EXTRACT PROVIDED =>
Performance Optimization Plan: Cesium Tutorial

Date: 2025-10-31 Issue: Page loading is VERY SLOW Root Cause Analysis: Multiple compounding factors

🎯 Performance Bottlenecks Identified

1. Initial Page Load: `locations` Query ⚠️ CRITICAL BOTTLENECK

Location: parquet_cesium.qmd lines 131-157

Current Behavior:

WITH geo_classification AS (
    SELECT
        geo.pid, geo.latitude, geo.longitude,
        MAX(CASE WHEN e.p = 'sample_location' THEN 1 ELSE 0 END) as is_sample_location,
        MAX(CASE WHEN e.p = 'site_location' THEN 1 ELSE 0 END) as is_site_location
    FROM nodes geo
    JOIN nodes e ON (geo.row_id = e.o[1])
    WHERE geo.otype = 'GeospatialCoordLocation'
    GROUP BY geo.pid, geo.latitude, geo.longitude
)
SELECT * FROM geo_classification

Why It's Slow:

Self-join of nodes table with itself on array element match (e.o[1])
Scans ALL GeospatialCoordLocation nodes (likely thousands)
GROUP BY with aggregation (MAX + CASE) for classification
Runs BEFORE user can interact with page
DuckDB-WASM must load relevant parquet chunks via HTTP

Estimated Impact: 🔴 80% of perceived slowness

2. Click-Triggered Queries: 6 Self-Joins Each ⚠️ MEDIUM BOTTLENECK

Three Queries (Eric's, Path 1, Path 2) all follow this pattern:

FROM nodes AS geo
JOIN nodes AS rel_se ON (rel_se.p = 'sample_location' AND list_contains(rel_se.o, geo.row_id))

INFORMATION SHOWN =>
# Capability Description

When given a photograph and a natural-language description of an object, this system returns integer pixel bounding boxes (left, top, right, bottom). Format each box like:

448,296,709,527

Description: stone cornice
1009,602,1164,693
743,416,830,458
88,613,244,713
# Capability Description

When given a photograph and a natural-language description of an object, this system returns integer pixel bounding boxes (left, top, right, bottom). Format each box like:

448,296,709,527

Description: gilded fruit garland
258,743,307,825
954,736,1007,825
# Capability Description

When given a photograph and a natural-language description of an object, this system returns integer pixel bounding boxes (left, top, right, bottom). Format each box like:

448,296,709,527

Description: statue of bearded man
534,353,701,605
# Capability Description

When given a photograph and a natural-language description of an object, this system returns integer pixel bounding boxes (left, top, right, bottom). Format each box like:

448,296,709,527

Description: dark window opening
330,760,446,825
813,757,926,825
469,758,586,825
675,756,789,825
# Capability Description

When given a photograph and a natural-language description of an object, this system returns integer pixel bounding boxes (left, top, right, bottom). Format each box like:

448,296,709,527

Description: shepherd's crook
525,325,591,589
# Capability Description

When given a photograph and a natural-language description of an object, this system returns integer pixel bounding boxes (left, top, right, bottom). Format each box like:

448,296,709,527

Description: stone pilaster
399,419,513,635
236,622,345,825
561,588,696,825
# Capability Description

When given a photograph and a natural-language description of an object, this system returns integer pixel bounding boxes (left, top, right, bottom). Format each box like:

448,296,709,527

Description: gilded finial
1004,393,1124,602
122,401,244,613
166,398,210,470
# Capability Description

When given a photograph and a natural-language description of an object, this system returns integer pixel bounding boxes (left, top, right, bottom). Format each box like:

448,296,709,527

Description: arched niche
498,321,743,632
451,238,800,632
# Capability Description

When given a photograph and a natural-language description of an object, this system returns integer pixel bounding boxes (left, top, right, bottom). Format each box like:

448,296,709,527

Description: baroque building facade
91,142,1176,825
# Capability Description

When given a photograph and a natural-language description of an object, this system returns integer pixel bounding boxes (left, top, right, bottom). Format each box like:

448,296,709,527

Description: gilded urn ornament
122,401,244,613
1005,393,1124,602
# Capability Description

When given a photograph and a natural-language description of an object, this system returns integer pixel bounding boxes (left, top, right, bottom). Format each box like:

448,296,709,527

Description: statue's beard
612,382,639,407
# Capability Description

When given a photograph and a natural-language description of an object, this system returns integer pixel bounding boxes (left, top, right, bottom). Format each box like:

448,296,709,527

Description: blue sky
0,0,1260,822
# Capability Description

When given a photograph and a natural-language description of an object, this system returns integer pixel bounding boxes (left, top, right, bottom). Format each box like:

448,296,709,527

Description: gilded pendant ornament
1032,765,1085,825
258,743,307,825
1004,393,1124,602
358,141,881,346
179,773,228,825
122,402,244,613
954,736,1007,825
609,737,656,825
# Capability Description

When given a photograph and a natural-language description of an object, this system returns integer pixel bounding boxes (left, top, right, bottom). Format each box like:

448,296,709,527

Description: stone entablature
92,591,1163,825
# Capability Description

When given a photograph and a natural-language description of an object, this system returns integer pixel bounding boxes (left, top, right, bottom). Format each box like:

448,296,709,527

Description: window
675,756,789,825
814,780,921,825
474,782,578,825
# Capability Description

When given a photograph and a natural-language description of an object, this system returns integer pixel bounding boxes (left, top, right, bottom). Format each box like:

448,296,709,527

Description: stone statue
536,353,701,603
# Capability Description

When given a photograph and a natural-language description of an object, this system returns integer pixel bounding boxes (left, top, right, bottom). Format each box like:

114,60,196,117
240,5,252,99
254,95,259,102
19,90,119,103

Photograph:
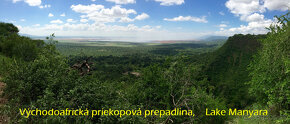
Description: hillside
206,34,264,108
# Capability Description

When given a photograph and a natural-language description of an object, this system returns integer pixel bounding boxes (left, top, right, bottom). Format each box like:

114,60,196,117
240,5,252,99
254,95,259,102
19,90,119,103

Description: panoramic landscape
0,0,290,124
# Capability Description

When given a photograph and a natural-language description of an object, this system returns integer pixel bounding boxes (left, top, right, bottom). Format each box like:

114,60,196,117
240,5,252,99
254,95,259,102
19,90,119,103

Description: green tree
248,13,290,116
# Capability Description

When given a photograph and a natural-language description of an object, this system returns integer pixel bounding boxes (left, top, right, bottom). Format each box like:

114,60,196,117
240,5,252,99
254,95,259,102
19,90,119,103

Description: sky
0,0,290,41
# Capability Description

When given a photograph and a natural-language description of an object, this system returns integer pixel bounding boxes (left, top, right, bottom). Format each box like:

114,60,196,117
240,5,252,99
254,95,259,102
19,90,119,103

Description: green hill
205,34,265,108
* * *
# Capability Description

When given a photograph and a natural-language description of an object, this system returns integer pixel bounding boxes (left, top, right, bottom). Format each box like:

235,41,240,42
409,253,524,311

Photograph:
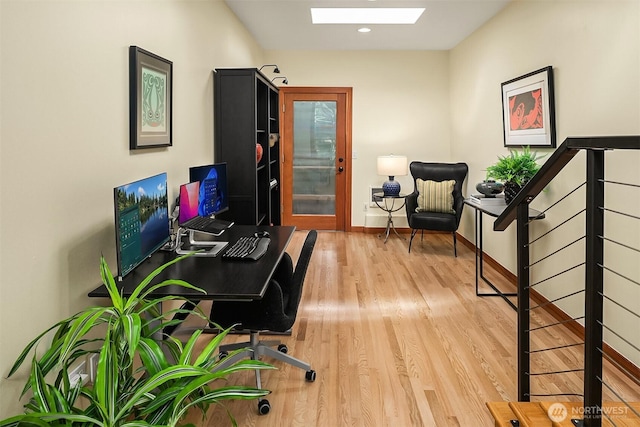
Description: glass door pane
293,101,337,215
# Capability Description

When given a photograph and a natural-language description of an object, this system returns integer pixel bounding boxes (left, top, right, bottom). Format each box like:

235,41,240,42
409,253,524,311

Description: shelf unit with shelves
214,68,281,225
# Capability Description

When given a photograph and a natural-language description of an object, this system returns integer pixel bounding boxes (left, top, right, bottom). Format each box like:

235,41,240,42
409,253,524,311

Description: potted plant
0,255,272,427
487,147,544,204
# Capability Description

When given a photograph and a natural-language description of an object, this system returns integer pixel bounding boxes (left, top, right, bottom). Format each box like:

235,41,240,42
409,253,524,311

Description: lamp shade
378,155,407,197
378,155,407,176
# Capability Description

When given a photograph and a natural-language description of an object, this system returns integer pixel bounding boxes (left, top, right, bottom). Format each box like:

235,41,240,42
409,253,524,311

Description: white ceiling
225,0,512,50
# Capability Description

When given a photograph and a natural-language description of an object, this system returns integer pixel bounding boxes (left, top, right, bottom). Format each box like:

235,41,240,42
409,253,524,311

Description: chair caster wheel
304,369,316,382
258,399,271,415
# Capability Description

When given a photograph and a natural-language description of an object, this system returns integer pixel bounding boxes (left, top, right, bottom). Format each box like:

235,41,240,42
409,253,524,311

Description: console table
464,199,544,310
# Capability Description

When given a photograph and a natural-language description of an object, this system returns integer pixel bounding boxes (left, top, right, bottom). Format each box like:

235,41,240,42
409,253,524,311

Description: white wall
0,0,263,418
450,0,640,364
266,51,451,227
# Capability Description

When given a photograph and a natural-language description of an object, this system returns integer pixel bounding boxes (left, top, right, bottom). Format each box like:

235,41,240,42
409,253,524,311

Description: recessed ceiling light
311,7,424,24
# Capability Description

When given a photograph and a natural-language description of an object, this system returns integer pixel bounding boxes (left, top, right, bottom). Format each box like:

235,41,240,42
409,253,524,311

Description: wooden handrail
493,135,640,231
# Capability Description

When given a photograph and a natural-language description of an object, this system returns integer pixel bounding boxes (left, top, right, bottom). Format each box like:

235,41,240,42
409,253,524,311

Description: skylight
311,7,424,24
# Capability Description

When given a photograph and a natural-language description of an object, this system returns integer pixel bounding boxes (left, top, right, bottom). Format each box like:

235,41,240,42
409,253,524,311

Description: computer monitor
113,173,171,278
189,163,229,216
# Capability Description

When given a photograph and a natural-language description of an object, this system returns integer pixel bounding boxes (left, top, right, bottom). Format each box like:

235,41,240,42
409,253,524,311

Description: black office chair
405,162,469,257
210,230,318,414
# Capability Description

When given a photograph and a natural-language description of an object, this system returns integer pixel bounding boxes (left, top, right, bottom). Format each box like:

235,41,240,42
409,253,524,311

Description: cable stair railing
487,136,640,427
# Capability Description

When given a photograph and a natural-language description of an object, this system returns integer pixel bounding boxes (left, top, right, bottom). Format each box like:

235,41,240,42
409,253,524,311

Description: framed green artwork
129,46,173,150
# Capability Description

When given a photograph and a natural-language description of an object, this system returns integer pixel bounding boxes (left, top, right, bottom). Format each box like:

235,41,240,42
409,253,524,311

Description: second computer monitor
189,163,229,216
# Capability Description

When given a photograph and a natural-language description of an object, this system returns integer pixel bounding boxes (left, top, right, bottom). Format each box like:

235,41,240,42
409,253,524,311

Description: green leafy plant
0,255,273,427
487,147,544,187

EXERCISE TASKS =>
**A)** In the Cesium tutorial performance plan, what share of the perceived slowness is attributed to the initial `locations` query?
**B)** From the Cesium tutorial performance plan, write out the passage starting at "Estimated Impact: 🔴" and ending at "AND list_contains(rel_se.o, geo.row_id))".
**C)** Extend the Cesium tutorial performance plan, picking up right after its last line.

REPLIES =>
**A)** About 80% of the perceived slowness.

**B)**
Estimated Impact: 🔴 80% of perceived slowness

2. Click-Triggered Queries: 6 Self-Joins Each ⚠️ MEDIUM BOTTLENECK

Three Queries (Eric's, Path 1, Path 2) all follow this pattern:

FROM nodes AS geo
JOIN nodes AS rel_se ON (rel_se.p = 'sample_location' AND list_contains(rel_se.o, geo.row_id))

**C)**
JOIN nodes AS se ON (rel_se.s = se.row_id AND se.otype = 'SamplingEvent')
JOIN nodes AS rel_site ON (se.row_id = rel_site.s AND rel_site.p = 'sampling_site')
JOIN nodes AS site ON (rel_site.o[1] = site.row_id AND site.otype = 'SamplingSite')
JOIN nodes AS rel_samp ON (rel_samp.p = 'produced_by' AND list_contains(rel_samp.o, se.row_id))
JOIN nodes AS samp ON (rel_samp.s = samp.row_id AND samp.otype = 'MaterialSampleRecord')
WHERE geo.pid = ?

Why It's Slow:

6 self-joins on the same nodes table
2 uses of list_contains() for backward edge traversal (array scans)
Multi-hop graph traversal (5 hops: geo → event → site → event → sample)
Repeated for EACH clicked point

Estimated Impact: 🟡 15% of perceived slowness (only after click)

3. Remote Parquet Loading 🌐 FUNDAMENTAL CONSTRAINT

Data Source: https://storage.googleapis.com/isamplesorg/data/oc_isamples_pqg.parquet

Why It's Inherently Slower:

HTTP range requests for parquet chunks
Network latency (Google Cloud Storage → browser)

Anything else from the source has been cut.